April 1, 1998: Burger King published a full page advertisement in USA Today announcing the introduction of a new item to their menu: a "Left-Handed Whopper" specially designed for the 32 million left-handed Americans. According to the advertisement, the new whopper included the same ingredients as the original Whopper (lettuce, tomato, hamburger patty, etc.), but all the condiments were rotated 180 degrees for the benefit of their left-handed customers. The following day Burger King issued a follow-up release revealing that although the Left-Handed Whopper was a hoax, thousands of customers had gone into restaurants to request the new sandwich. Simultaneously, according to the press release, "many others requested their own 'right handed' version." Left-handed products of various kinds are actually an old joke on April first, but Burger King's announcement quickly became, by far, the most famous version of the joke

NEW ZEALND WASP SWARM

April 1, 1949: New Zealand DJ Phil Shone (of radio station 1ZB) warned his listeners that a mile-wide wasp swarm was headed towards Auckland, and he urged them to take steps to protect themselves, such as wearing their socks over their trousers when they left for work, and leaving honey-smeared traps outside their doors. Auckland residents dutifully heeded his advice, and panic grew until he finally admitted it had all been a joke. The New Zealand Broadcasting Service wasn't amused. Its director, Prof. James Shelley, denounced the hoax on the grounds that it undermined the rules of proper broadcasting. From then on, a memo was sent out each year before April Fool's Day reminding New Zealand radio stations of their obligation to report nothing but the truth.

*****

**Written exercise 1**
In the text on April Fools' hoaxes, how many left-handed Americans was the Left-Handed Whopper said to be designed for?
**Written exercise 2**
Please continue the text on April Fools' hoaxes, picking up right after its final sentence.

**Data listing**
*****

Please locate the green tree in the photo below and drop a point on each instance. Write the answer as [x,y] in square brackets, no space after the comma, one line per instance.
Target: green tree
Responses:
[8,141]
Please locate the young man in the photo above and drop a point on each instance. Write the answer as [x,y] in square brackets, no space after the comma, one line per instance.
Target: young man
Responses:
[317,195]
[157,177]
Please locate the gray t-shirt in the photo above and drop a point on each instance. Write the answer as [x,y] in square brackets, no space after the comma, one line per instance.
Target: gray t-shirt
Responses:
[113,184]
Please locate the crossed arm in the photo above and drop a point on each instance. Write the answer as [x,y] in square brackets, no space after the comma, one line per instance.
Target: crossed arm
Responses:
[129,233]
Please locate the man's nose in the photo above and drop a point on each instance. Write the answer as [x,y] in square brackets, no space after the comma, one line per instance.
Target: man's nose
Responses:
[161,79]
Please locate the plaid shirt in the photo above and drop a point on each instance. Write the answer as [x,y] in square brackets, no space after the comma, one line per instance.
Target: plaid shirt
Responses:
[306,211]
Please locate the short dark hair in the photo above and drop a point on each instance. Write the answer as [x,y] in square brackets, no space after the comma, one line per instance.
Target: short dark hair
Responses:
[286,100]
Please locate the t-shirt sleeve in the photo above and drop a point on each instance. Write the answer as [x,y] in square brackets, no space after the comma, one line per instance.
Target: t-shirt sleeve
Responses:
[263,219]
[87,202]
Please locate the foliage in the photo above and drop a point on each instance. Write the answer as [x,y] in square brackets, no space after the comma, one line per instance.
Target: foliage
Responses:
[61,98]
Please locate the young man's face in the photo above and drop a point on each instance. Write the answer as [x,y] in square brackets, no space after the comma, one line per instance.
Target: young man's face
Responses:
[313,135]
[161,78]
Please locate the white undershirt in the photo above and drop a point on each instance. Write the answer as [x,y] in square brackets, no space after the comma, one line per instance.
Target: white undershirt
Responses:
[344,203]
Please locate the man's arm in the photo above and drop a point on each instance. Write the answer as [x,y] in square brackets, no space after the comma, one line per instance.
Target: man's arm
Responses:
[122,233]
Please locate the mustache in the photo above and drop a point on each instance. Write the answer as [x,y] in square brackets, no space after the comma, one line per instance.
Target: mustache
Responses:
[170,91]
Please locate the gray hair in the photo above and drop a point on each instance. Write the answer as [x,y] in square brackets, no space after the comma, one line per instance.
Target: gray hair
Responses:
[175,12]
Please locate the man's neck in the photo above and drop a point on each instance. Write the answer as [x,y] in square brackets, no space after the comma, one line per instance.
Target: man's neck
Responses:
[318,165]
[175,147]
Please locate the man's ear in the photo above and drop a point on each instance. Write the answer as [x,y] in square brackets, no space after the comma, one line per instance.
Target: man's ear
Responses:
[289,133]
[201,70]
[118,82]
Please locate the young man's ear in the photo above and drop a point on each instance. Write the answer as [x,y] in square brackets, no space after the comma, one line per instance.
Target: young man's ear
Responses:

*****

**Written response 1**
32 million.

**Written response 2**
NORWEIGIAN WINE SURPLUS

April 1, 1950: Aftenposten, Norway's largest newspaper, announced on its front page that the government-owned Wine Monopoly (Vinmonopolet) had received a large shipment of wine in barrels, but it had run out of bottles. To get rid of the extra wine, the stores were running a one-day bargain sale, offering wine at 75% off and tax-free. The catch was that buyers had to bring their own containers to put the wine in. "Buckets, pitchers, and the like" were recommended. When the Vinmonopolets opened at 10 a.m., Norwegian wine lovers rushed to line up, forming long queues that stretched around the block. According to legend, numerous empty buckets were later seen lying in the streets, left there by people who had realized, while standing in line, that the sale was a hoax.

MAN FLIES BY THE POWER OF HIS LUNGS

In April 1934, many American newspapers (including The New York Times) printed a photograph of a man flying through the air by means of a device powered only by the breath from his lungs. Accompanying articles excitedly described this miraculous new invention. The man, identified as German pilot Erich Kocher, blew into a box on his chest and activated rotors that created a powerful suction effect, lifting him aloft. Skis on his feet served as landing gear, and a tail fin allowed him to steer. What the American papers didn't realize was that the "lung-power motor" was a joke. The photo had first appeared in the April Fool's Day edition of the Berliner Illustrirte Zeitung. It made its way to America thanks to Hearst's International News Photo agency which not only fell for the hoax but also distributed it to all its U.S. subscribers. In the original article, the pilot's name was spelled "Erich Koycher," which was a pun on the German word "keuchen," meaning to puff or wheeze.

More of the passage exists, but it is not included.